*What to work on:*
Please print exactly the lines running from the one that contains "[point] every instance of the concrete" to the end of the data, with both lines included.

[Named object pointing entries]

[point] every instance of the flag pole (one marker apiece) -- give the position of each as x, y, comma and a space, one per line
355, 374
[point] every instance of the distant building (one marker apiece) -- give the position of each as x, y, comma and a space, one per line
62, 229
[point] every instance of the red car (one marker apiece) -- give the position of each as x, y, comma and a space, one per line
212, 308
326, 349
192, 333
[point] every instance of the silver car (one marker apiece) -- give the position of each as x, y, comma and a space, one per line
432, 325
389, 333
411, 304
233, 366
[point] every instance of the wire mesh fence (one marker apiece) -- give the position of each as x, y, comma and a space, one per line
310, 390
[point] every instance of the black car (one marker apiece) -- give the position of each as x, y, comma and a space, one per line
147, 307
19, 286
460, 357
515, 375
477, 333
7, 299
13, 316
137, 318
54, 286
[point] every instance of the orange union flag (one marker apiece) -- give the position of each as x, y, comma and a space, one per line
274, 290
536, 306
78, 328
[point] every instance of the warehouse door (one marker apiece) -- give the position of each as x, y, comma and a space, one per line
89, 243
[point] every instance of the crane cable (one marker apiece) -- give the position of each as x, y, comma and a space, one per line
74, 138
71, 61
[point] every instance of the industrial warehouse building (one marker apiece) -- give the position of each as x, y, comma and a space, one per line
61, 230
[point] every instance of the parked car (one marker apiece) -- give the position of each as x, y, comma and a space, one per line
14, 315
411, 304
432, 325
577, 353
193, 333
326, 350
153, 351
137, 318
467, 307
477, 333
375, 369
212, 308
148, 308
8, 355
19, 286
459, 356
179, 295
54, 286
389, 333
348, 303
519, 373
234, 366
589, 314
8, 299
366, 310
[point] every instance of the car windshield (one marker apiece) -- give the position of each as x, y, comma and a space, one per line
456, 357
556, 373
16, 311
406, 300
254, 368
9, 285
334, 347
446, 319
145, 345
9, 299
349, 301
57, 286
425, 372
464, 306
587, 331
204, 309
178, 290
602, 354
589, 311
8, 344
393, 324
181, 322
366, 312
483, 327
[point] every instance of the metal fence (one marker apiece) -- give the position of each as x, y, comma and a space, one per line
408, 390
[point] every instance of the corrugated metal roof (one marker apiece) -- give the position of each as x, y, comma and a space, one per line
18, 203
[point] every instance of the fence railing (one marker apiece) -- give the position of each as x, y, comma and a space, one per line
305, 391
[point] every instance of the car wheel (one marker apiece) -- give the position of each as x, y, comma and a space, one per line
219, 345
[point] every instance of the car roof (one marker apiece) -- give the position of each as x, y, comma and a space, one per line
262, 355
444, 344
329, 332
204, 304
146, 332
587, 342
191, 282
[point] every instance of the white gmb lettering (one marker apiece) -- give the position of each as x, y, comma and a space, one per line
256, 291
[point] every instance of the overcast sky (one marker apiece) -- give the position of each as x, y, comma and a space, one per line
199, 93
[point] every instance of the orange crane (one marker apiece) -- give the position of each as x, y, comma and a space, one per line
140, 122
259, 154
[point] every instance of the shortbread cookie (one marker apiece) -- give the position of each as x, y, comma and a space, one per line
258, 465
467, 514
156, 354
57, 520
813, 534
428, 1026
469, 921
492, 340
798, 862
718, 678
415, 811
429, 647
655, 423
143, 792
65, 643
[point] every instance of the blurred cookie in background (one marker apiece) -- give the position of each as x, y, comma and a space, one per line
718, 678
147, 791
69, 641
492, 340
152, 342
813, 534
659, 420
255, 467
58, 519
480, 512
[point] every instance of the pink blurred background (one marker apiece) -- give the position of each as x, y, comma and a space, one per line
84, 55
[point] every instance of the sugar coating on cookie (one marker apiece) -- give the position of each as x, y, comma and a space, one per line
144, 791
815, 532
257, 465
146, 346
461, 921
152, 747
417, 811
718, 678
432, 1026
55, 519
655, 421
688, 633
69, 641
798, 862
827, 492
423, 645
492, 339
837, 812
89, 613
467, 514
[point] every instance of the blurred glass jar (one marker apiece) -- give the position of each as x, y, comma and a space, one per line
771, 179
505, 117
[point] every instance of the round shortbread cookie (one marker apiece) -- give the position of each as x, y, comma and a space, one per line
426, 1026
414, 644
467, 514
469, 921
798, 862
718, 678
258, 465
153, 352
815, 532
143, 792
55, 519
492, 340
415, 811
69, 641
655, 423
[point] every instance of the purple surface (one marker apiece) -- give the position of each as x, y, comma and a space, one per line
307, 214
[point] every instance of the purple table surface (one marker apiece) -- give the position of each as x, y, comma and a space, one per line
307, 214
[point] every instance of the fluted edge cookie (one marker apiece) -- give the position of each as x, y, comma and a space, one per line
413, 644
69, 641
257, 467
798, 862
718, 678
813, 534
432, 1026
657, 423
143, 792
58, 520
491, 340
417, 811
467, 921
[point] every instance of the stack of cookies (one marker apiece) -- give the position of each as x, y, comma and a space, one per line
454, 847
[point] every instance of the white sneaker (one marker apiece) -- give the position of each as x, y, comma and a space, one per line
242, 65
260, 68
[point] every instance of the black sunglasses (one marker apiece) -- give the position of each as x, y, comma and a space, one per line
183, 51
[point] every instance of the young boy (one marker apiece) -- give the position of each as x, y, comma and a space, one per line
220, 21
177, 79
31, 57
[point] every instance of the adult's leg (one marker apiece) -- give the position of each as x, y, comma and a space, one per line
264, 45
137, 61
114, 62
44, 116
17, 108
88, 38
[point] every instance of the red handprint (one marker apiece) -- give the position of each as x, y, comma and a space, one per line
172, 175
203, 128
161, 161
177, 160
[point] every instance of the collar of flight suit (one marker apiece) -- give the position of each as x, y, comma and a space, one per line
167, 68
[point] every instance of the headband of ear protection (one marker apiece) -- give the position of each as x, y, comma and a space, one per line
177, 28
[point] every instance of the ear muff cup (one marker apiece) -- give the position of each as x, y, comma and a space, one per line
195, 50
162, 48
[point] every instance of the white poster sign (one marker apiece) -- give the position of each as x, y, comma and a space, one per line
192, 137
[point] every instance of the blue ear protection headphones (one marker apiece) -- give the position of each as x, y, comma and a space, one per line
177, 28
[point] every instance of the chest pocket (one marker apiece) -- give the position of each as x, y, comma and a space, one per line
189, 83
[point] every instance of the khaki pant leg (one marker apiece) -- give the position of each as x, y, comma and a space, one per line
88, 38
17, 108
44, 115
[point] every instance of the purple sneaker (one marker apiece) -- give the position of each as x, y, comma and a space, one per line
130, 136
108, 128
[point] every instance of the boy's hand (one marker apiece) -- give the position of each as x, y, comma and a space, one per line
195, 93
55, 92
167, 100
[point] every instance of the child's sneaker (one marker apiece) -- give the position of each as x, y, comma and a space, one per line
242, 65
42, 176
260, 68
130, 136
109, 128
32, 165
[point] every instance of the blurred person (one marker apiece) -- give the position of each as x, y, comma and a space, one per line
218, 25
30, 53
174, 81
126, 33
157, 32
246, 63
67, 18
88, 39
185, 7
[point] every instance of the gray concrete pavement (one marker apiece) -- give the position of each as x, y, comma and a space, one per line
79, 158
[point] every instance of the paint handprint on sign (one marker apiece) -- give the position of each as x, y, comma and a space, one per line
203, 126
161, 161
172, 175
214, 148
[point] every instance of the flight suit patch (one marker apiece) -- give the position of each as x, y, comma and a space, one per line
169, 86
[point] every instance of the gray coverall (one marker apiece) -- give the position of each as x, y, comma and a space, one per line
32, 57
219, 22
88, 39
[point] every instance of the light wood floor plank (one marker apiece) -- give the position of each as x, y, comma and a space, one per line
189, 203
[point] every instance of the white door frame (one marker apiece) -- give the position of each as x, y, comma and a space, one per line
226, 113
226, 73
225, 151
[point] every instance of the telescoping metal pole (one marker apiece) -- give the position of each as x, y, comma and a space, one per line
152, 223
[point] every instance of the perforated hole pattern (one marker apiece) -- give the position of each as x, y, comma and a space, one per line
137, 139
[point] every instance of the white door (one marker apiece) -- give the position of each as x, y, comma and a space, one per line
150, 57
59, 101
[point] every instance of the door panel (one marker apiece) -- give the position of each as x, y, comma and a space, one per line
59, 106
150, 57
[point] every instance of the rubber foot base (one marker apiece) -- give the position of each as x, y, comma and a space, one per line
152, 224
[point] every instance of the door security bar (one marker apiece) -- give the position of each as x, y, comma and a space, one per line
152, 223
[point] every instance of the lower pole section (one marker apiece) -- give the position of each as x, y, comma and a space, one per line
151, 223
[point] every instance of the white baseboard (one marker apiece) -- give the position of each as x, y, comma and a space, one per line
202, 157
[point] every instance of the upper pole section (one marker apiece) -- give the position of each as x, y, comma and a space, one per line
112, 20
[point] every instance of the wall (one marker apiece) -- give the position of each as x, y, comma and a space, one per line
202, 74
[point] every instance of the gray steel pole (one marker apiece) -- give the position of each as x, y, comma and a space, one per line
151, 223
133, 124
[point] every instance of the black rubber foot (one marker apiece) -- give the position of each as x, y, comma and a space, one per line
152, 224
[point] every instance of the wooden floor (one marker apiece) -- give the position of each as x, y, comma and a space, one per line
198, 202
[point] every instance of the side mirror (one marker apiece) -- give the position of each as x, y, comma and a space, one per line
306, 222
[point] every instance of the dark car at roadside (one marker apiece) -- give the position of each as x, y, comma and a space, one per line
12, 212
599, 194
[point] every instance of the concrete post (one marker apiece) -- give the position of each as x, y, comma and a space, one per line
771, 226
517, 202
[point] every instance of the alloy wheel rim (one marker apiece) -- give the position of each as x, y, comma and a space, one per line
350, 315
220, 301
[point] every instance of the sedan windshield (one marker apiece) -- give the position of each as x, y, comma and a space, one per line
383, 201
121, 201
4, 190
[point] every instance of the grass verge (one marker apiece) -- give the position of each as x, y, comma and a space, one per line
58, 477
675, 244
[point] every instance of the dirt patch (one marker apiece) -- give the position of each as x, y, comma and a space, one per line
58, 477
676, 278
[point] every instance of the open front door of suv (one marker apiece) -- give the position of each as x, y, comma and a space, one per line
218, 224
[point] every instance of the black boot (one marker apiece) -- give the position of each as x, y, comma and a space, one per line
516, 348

*Full output:*
[point] every instance of the concrete post (one marker apiece) -- give the position of each as x, y, comma and a space, one per line
771, 226
517, 202
[point] every instance of the alloy wheel rim (one marker apiece) -- give the position of each as x, y, comma and a space, one per line
350, 315
220, 301
[point] every instance of the sedan windshield (one marker apiece) -- give the position of each as x, y, comma and a space, one per line
383, 201
121, 201
4, 190
[point] every instance of the grass verge (one marker apiece) -- give the position of each as x, y, comma and a space, one per line
58, 477
675, 244
[point] every instance of the dirt patch (one marker apiece) -- give the position of each as x, y, comma and a space, one per line
58, 477
676, 278
[point] every instance of the open front door of suv (one marker apiece) -- give the position of each as x, y, comma and a space, one per line
218, 224
[point] every instance of the black boot (one marker apiece) -- give the position of each as x, y, comma and a space, one per line
516, 348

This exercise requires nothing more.